### PAGE EXCERPT
Her chest X-ray showed bilateral infiltration; signs of a probable heart failure were absent. A tracheal intubation was facilitated, subsequently, her oxygenation index (OI) and PaO2/FiO2 (PF) ratio were 29 and 60 mmHg, respectively. A real-time polymerase chain reaction (rPCR) assay of tracheal lavage fluid was carried out. She was diagnosed with severe acute respiratory distress syndrome (ARDS) which developed from tuberculous (TB) pneumonia.
Anti-tuberculous therapy and cardiopulmonary support were commenced. Despite treatment with high-frequency oscillating ventilation (HFO), vasopressor support, and 1 g/kg of immunoglobulin her respiratory condition deteriorated. On day-3 of hospitalization, her International Society on Thrombosis and Hemostasis DIC score had increased to 5.
Recombinant human soluble thrombomodulin (rTM) was administered to treat the DIC. Thereafter, OI gradually decreased, after which the mechanical ventilation mode was changed from HFO to synchronized intermittent mandatory ventilation. The DIC score gradually decreased. Plasma levels of soluble receptor for advanced glycan end products (sRAGE) and high mobility group box 1 (HMGB-1), also reduced. Additionally, inflammatory biomarkers, including interferon-gamma (IFN-γ) and interleukin-6 (IL-6), decreased after the administration of rTM.
######
### DATA EXTRACTS
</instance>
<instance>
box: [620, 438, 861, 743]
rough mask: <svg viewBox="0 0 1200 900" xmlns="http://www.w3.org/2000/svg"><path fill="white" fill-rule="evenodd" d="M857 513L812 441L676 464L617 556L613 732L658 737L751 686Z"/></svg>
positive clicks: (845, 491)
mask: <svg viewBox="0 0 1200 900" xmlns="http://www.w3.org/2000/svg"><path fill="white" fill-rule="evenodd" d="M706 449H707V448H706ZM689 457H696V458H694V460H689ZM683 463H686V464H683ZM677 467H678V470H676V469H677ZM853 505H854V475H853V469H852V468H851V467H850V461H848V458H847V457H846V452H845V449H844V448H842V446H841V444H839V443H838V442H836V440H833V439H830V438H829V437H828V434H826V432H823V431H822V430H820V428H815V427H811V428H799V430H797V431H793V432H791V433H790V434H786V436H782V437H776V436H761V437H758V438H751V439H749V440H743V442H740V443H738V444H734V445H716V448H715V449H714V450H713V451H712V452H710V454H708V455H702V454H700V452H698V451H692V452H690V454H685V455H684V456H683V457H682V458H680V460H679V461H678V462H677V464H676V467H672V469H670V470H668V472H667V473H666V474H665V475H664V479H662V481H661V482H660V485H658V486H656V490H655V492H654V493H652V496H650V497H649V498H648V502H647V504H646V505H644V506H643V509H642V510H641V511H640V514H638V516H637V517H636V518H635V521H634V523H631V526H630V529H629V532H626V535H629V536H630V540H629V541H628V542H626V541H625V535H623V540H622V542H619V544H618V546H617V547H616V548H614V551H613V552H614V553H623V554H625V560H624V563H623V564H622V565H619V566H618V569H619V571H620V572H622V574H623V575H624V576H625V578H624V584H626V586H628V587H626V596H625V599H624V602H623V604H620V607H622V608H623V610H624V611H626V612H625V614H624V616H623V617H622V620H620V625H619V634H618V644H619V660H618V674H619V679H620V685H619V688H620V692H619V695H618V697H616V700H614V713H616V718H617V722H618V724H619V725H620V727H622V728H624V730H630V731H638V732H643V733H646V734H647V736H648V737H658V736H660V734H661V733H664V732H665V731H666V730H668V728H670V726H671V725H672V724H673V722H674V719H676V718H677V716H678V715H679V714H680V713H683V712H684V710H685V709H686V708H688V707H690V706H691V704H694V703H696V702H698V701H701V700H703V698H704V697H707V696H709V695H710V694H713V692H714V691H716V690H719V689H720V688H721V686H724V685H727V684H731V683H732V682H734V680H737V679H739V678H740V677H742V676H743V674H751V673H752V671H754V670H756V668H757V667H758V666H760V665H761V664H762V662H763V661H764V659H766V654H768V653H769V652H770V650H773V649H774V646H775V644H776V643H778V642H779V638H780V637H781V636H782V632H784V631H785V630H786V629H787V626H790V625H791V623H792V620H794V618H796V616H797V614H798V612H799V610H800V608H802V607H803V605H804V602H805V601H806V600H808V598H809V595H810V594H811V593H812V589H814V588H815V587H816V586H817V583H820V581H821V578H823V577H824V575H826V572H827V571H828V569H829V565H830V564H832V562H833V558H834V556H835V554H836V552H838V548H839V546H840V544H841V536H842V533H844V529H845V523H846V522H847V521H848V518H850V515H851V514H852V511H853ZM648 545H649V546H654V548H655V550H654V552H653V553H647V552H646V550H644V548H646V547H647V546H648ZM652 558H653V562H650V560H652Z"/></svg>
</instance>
######
> _ABOUT THIS TASK_
Change the case report excerpt, starting with "Anti-tuberculous therapy and" and going on through "administration of rTM.", by putting "invasive ventilation" in place of "mechanical ventilation", and give that passage again. The stored records play no part in this work and can be set aside.

> _RESPONSE TO THIS TASK_
Anti-tuberculous therapy and cardiopulmonary support were commenced. Despite treatment with high-frequency oscillating ventilation (HFO), vasopressor support, and 1 g/kg of immunoglobulin her respiratory condition deteriorated. On day-3 of hospitalization, her International Society on Thrombosis and Hemostasis DIC score had increased to 5.
Recombinant human soluble thrombomodulin (rTM) was administered to treat the DIC. Thereafter, OI gradually decreased, after which the invasive ventilation mode was changed from HFO to synchronized intermittent mandatory ventilation. The DIC score gradually decreased. Plasma levels of soluble receptor for advanced glycan end products (sRAGE) and high mobility group box 1 (HMGB-1), also reduced. Additionally, inflammatory biomarkers, including interferon-gamma (IFN-γ) and interleukin-6 (IL-6), decreased after the administration of rTM.